• TEXTE DU DOCUMENT:
À quoi servent les débats : à donner du spectacle ou à chercher la vérité ? Heureusement, se réjouit l’écrivain Henri Quantin, qu’il reste des îlots de vrai débat qui résistent à l’envahisseur communicationnel, comme l’émission « Répliques » d’Alain Finkielkraut.
« Il faudrait ne jamais débattre. » Étonnante fulgurance de Philippe Muray, dans un texte de 2003 repris dans le troisième volume de ses Exorcismes spirituels (Belles Lettres). Pourquoi cette maxime définitive ? En apparence, elle dit le refus de discuter : toute pensée magistrale s’impose par sa hauteur de vue et par son écart avec le lieu commun ; elle tranche dans le vif et ne se soumet pas à la comédie médiatique du pour et du contre. Lassé d’un appel au débat proféré par ceux-là mêmes qui ont par avance fait la liste de ce qui ne fait plus débat, Muray dénonçait le cirque télévisuel par des mots percutants : « On convoque de grands problèmes et on les dissout au fur et à mesure qu’on les mouline dans la machine de la communication. Et plus il y a de débat, moins il y a de réel. »

• MATÉRIEL FOURNI:
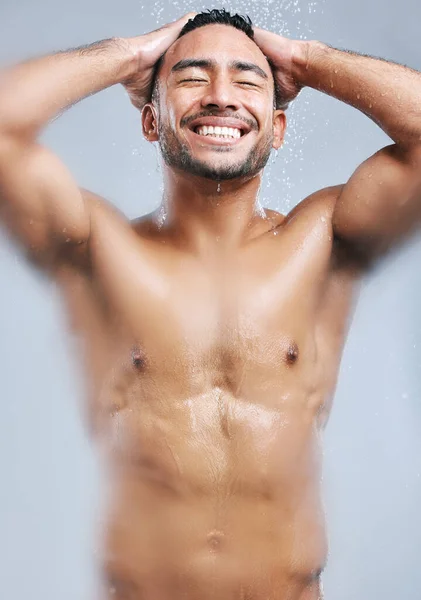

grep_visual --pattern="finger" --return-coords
[150,12,197,53]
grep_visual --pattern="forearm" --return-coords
[294,42,421,148]
[0,39,137,140]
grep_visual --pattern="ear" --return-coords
[142,102,159,142]
[272,110,287,150]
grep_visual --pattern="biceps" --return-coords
[332,144,421,258]
[0,139,90,263]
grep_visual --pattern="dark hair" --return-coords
[151,8,288,110]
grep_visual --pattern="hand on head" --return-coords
[253,27,308,102]
[123,12,196,110]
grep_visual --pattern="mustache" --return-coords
[180,110,258,130]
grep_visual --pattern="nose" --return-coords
[202,77,241,110]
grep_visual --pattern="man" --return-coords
[0,5,421,600]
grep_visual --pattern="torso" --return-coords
[59,185,359,600]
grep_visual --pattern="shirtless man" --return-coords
[0,12,421,600]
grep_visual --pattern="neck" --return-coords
[158,165,265,253]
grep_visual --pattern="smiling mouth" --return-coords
[191,125,247,144]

• TÂCHES À RÉALISER:
• 1. D'après le texte sur les débats, dans quel volume des Exorcismes spirituels le texte de Philippe Muray de 2003 a-t-il été repris ?
• 2. Traduisez en anglais, s'il vous plaît, cette phrase du texte sur les débats : « On convoque de grands problèmes et on les dissout au fur et à mesure qu’on les mouline dans la machine de la communication. »

• RÉPONSES PROPOSÉES:
• 1. Dans le troisième volume.

• 2. We summon great problems and dissolve them as we grind them through the machine of communication.